## Begin SOURCE DOCUMENT

STATUS AS REAL PROPERTY LOANS
Notes held by a domestic building and loan association will not constitute
"loans . . . secured by an interest in real property" within the meaning of Code
section 7701(a)(19)(C)(v); and (ii) Notes held by a real estate investment trust
will not constitute "real estate assets" within the meaning of Code section
856(c)(4)(A) and interest on Notes will not be considered "interest on
obligations secured by mortgages on real property" within the meaning of Code
section 856(c)(3)(B).
TAXATION OF NOTEHOLDERS
Notes generally will be subject to the same rules of taxation as REMIC
Regular Certificates issued by a REMIC, as described above, except that (i)
income reportable on the Notes is not required to be reported under the accrual
method unless the holder otherwise used the accrual method and (ii) the special
rule treating a portion of the gain on sale or exchange of a REMIC Regular
Certificate as ordinary income is inapplicable to the Notes. See "--REMICs
- --Taxation of Owners of REMIC Regular Certificates" and "-- Sales of REMIC
Certificates."

## End SOURCE DOCUMENT
## Begin DATA

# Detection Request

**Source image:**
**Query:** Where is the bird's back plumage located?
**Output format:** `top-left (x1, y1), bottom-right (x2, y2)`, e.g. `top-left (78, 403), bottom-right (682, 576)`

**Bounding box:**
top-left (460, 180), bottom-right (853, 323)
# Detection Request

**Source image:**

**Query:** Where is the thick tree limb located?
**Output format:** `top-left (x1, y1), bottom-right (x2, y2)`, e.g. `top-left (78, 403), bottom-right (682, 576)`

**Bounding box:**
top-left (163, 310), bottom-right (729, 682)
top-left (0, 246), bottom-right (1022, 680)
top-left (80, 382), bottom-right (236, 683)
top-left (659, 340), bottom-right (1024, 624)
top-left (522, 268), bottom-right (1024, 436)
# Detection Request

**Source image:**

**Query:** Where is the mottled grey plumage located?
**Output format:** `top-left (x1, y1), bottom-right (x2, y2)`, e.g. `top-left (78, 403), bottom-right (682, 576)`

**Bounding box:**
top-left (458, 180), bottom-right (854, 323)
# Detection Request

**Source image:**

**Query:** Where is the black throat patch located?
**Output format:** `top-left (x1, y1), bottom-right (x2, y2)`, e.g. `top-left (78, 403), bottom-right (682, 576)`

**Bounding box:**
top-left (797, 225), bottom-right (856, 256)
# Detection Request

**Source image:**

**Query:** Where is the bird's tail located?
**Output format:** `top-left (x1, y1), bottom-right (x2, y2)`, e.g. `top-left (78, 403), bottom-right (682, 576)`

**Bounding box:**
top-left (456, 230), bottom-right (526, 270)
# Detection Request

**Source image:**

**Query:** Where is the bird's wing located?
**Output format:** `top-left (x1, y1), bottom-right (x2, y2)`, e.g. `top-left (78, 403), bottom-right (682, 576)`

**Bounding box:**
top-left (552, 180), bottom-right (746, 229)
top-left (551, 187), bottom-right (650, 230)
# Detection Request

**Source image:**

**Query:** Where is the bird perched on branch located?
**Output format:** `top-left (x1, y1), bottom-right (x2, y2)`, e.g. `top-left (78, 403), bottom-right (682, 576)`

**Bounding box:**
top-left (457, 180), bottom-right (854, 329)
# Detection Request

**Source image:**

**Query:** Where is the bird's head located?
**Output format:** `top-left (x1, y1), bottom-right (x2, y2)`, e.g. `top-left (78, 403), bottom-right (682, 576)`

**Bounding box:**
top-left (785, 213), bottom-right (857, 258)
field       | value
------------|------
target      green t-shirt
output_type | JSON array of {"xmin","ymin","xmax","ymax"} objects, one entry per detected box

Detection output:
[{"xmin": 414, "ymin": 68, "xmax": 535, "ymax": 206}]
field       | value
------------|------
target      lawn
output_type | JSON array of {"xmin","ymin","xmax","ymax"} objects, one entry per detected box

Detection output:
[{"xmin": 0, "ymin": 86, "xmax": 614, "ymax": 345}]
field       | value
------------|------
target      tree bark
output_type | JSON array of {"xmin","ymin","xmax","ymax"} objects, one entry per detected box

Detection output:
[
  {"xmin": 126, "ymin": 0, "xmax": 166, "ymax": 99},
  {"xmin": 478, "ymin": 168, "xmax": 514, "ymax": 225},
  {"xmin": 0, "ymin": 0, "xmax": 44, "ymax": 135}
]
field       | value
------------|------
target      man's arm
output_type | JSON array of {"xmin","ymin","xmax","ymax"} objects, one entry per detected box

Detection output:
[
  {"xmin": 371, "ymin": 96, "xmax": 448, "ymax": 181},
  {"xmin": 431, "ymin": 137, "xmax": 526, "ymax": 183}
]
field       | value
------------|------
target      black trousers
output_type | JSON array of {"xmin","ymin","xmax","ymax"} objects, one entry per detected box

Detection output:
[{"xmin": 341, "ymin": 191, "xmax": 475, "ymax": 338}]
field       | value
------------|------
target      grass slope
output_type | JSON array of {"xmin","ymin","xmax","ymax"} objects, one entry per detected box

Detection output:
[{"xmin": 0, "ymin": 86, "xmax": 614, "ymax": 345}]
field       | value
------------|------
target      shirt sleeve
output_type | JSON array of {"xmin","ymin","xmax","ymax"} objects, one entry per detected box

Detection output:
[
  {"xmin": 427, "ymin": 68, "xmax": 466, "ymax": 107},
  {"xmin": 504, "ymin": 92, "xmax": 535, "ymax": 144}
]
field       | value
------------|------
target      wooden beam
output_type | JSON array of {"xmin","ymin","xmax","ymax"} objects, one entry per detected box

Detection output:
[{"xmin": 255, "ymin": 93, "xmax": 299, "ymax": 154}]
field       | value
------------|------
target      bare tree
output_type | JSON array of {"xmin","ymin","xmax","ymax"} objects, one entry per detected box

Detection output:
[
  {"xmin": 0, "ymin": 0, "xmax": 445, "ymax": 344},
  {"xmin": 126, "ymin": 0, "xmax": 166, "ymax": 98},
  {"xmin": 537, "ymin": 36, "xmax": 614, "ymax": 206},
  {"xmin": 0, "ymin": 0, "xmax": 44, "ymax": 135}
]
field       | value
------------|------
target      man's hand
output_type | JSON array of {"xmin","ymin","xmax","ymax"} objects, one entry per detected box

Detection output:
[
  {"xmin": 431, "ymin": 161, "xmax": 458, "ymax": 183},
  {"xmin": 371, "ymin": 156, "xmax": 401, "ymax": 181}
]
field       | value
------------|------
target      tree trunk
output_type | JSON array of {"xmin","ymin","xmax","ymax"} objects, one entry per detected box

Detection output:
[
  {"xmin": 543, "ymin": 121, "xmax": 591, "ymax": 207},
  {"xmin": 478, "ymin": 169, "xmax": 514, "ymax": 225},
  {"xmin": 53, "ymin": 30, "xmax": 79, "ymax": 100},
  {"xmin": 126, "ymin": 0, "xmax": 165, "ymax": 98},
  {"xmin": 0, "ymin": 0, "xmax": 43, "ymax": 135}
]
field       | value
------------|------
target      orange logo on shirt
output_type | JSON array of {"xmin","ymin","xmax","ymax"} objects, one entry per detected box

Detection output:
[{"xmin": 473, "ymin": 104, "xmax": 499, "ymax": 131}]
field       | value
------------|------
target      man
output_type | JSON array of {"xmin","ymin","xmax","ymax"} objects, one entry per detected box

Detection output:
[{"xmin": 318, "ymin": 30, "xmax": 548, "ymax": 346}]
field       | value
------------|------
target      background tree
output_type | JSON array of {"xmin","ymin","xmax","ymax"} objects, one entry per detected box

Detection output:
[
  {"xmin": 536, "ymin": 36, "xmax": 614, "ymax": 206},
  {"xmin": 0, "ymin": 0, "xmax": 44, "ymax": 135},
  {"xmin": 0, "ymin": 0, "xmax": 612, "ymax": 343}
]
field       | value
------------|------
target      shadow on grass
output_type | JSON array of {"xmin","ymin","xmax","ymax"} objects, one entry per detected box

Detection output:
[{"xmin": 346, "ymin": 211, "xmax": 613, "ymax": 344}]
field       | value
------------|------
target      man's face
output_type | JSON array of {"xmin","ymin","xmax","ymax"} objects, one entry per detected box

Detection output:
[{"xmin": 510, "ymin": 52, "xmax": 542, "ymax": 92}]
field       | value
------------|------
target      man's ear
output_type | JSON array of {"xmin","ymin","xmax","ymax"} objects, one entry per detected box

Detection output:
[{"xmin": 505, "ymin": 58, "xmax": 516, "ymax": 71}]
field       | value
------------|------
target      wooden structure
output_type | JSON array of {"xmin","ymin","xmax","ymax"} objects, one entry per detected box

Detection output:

## End DATA

OBJECTIVE :: Extend the passage on the tax treatment of the Notes, picking up right after its last sentence. Nothing in the listing matters here.

EXERCISE RESPONSE ::
GRANTOR TRUST FUNDS
CLASSIFICATION OF GRANTOR TRUST FUNDS
On or prior to the date of the related Prospectus Supplement with respect
to the proposed issuance of each series of Grantor Trust Certificates, Thacher
Proffitt & Wood, counsel to the Depositor, will deliver its opinion to the
effect that, assuming compliance with all provisions of the related Pooling and
Servicing Agreement and upon issuance of such Grantor Trust Certificates, the
related Grantor Trust Fund will be classified as a grantor trust under subpart
E, part I of subchapter J of the Code and not as a partnership or an association
taxable as a corporation.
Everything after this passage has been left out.